### Written problem
Gather every line in the records below that contains the word "sunlit", and copy each such line in full. Letter case counts.

### Dataset content
========================================================================

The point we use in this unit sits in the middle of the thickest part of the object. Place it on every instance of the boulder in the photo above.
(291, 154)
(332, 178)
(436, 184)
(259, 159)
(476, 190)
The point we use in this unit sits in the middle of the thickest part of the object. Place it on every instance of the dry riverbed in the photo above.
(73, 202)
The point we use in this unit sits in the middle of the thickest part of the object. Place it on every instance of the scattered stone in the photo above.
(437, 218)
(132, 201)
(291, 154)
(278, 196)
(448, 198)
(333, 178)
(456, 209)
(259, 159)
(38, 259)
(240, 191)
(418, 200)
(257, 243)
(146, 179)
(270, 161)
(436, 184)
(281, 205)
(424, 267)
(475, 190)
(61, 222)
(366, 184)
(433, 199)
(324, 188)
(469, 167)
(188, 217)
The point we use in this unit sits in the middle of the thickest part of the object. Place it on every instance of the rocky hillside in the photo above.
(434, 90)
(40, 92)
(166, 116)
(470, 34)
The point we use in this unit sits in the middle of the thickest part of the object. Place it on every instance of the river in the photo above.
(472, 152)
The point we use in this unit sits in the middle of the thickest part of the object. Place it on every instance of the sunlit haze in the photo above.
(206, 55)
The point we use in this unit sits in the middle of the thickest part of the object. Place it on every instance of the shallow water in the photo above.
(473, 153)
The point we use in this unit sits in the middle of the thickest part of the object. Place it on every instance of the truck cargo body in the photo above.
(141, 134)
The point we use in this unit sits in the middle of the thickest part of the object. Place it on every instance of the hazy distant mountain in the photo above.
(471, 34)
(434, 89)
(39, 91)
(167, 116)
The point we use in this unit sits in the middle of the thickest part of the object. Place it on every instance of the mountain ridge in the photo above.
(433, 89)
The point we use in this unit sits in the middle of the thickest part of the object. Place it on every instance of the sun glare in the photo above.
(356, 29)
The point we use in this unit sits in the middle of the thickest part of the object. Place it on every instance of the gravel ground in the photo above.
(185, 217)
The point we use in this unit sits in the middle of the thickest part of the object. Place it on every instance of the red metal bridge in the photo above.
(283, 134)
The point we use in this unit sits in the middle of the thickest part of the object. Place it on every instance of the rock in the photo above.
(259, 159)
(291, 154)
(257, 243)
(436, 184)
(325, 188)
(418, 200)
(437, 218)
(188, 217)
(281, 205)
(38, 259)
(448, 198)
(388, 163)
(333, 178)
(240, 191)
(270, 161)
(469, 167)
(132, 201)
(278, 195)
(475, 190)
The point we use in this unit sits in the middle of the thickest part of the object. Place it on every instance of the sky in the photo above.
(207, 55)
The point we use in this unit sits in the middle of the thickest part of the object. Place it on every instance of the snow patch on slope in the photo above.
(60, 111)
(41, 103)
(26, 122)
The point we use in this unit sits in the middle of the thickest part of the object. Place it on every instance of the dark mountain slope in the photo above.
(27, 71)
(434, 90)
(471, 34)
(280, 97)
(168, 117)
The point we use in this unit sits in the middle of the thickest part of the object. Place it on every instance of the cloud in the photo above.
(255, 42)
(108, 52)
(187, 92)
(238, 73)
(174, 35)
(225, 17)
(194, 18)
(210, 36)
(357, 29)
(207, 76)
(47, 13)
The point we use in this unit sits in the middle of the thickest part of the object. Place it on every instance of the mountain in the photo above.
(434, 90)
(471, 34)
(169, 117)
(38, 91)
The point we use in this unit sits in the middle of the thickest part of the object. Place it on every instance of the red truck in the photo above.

========================================================================

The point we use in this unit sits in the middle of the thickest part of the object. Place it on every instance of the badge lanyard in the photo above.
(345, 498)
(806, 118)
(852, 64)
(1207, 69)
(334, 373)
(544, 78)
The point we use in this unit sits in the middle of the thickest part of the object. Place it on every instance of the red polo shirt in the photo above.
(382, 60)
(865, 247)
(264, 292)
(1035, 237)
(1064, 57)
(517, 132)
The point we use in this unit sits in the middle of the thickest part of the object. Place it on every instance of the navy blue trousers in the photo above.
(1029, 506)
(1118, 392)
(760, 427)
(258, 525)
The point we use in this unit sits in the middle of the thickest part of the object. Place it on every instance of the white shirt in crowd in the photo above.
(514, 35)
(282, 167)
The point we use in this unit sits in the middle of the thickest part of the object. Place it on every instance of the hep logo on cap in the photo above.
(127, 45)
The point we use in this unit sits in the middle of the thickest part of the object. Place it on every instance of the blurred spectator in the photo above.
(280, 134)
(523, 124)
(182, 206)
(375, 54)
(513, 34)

========================================================================

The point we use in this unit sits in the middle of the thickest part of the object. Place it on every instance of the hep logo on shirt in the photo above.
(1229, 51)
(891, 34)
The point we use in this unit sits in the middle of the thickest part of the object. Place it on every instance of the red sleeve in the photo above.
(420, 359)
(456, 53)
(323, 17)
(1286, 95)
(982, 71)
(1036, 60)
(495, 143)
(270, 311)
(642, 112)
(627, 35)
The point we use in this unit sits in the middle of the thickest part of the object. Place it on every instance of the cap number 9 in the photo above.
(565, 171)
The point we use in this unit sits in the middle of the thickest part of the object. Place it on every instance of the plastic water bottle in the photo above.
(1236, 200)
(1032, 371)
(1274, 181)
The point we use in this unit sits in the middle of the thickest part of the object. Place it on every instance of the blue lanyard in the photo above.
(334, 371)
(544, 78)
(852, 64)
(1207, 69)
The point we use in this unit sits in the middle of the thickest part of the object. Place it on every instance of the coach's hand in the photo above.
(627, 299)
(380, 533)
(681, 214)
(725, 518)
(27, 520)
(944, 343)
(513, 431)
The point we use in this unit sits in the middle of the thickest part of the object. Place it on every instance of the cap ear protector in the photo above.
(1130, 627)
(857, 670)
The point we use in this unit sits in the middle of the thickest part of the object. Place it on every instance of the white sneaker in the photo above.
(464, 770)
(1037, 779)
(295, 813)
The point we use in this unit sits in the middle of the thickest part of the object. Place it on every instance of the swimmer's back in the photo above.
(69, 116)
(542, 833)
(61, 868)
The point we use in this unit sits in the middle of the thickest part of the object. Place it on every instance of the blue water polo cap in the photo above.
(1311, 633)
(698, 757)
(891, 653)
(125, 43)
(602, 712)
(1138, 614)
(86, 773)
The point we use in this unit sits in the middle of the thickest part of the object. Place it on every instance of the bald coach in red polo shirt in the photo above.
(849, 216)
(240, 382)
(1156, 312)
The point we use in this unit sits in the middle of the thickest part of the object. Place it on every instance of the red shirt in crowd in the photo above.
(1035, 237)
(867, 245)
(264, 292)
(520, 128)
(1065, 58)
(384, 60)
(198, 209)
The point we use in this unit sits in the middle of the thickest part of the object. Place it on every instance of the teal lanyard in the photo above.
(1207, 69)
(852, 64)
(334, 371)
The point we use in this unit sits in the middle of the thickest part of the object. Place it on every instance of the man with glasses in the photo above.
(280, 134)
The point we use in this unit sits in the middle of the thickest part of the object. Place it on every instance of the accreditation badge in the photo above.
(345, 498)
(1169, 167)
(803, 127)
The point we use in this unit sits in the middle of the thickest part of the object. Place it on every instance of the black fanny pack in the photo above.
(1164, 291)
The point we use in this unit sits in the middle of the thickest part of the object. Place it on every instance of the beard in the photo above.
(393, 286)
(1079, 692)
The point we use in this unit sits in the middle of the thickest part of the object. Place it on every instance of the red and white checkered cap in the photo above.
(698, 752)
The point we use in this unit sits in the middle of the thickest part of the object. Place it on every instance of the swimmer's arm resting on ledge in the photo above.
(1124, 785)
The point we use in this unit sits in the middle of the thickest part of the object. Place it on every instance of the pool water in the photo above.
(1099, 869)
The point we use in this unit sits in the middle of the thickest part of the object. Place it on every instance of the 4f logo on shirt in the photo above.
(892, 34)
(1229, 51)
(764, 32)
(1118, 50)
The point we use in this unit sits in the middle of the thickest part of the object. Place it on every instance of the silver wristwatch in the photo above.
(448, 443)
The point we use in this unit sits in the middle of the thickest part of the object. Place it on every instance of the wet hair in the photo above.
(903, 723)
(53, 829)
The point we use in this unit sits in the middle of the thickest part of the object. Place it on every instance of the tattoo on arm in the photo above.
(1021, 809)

========================================================================

### Solution for this problem
The point we use in this unit sits in the middle of the thickest part of the object. Place it on every instance of the sunlit haze in the photo above.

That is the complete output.